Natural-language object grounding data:

########################################

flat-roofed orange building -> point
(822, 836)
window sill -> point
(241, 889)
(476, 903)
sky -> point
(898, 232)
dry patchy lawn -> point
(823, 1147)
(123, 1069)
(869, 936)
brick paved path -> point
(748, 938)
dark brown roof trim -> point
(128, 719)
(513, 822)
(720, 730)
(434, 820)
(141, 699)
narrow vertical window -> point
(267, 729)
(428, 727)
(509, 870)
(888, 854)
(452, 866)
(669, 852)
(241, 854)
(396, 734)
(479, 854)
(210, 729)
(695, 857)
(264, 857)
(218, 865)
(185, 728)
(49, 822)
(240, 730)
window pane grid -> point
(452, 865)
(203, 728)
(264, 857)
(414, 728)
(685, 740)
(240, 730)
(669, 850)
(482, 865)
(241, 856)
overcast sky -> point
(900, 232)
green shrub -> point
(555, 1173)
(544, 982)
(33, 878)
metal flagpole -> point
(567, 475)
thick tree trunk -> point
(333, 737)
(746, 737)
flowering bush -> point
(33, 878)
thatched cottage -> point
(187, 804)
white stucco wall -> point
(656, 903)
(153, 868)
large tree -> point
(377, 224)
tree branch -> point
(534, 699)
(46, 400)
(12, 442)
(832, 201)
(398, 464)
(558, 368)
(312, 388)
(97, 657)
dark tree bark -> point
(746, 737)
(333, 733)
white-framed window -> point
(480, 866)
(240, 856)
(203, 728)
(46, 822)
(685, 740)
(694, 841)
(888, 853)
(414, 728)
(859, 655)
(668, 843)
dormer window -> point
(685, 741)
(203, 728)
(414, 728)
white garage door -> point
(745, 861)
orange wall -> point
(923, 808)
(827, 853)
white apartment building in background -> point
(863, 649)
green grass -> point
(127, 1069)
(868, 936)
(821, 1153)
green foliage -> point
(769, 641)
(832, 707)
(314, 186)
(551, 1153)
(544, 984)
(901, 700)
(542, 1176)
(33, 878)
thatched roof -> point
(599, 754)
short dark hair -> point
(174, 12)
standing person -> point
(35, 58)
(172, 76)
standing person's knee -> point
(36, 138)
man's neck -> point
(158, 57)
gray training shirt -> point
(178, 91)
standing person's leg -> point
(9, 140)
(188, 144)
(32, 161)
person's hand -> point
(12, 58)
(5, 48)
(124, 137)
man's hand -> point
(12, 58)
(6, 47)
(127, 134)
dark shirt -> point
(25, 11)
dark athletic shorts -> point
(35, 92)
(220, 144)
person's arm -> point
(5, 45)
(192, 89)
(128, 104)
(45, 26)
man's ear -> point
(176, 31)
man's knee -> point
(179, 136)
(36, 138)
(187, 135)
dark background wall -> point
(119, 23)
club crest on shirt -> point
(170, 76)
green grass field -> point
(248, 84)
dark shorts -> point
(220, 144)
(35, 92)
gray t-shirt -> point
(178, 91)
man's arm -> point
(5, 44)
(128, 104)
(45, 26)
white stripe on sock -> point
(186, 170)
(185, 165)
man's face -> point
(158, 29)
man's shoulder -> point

########################################

Word for word, give back all the lines above.

**OUTPUT OF THE EXERCISE**
flat-roofed orange building -> point
(822, 836)
window sill -> point
(241, 889)
(476, 903)
sky -> point
(898, 232)
dry patchy lawn -> point
(823, 1147)
(123, 1069)
(869, 936)
brick paved path -> point
(748, 938)
dark brown roof trim -> point
(128, 719)
(513, 822)
(720, 730)
(434, 820)
(141, 699)
narrow vertical window -> point
(267, 729)
(428, 727)
(509, 870)
(888, 854)
(452, 866)
(669, 852)
(241, 854)
(396, 734)
(479, 854)
(210, 729)
(695, 857)
(264, 857)
(218, 865)
(185, 728)
(49, 822)
(240, 730)
window pane grid -> point
(452, 865)
(203, 728)
(264, 857)
(414, 728)
(685, 740)
(240, 730)
(669, 850)
(482, 865)
(241, 856)
overcast sky -> point
(900, 232)
green shrub -> point
(555, 1173)
(544, 982)
(33, 878)
metal flagpole -> point
(567, 475)
thick tree trunk -> point
(333, 737)
(746, 737)
flowering bush -> point
(33, 878)
thatched cottage -> point
(187, 804)
white stucco wall -> point
(656, 903)
(153, 868)
large tree -> point
(377, 224)
tree branch -> point
(534, 699)
(46, 400)
(12, 442)
(832, 201)
(398, 464)
(558, 368)
(312, 388)
(97, 657)
dark tree bark -> point
(746, 737)
(333, 733)
white-framed window -> point
(480, 866)
(240, 856)
(203, 728)
(46, 822)
(685, 740)
(694, 841)
(888, 853)
(414, 728)
(859, 655)
(668, 843)
dormer window -> point
(685, 741)
(203, 728)
(414, 728)
white garage door -> point
(745, 861)
orange wall -> point
(923, 808)
(827, 853)
white apartment building in background -> point
(863, 649)
green grass -> point
(127, 1069)
(868, 936)
(821, 1153)
green foliage -> point
(769, 641)
(832, 707)
(314, 186)
(551, 1153)
(544, 984)
(901, 700)
(542, 1176)
(33, 878)
thatched roof -> point
(599, 754)
short dark hair -> point
(174, 12)
standing person -> point
(35, 58)
(172, 76)
standing person's knee -> point
(36, 138)
man's neck -> point
(158, 57)
gray training shirt -> point
(178, 91)
standing person's leg -> point
(9, 140)
(188, 144)
(32, 161)
person's hand -> point
(12, 58)
(5, 48)
(124, 137)
man's hand -> point
(12, 58)
(6, 47)
(127, 134)
dark shirt -> point
(25, 11)
dark athletic shorts -> point
(35, 92)
(220, 144)
person's arm -> point
(5, 45)
(192, 89)
(128, 104)
(45, 26)
man's ear -> point
(176, 31)
man's knee -> point
(179, 136)
(36, 138)
(187, 135)
dark background wall -> point
(119, 23)
club crest on shirt -> point
(170, 76)
green grass field -> point
(248, 84)
dark shorts -> point
(220, 144)
(35, 92)
gray t-shirt -> point
(178, 91)
man's arm -> point
(5, 44)
(128, 104)
(45, 26)
white stripe on sock -> point
(186, 170)
(185, 165)
man's face -> point
(158, 29)
man's shoulder -> point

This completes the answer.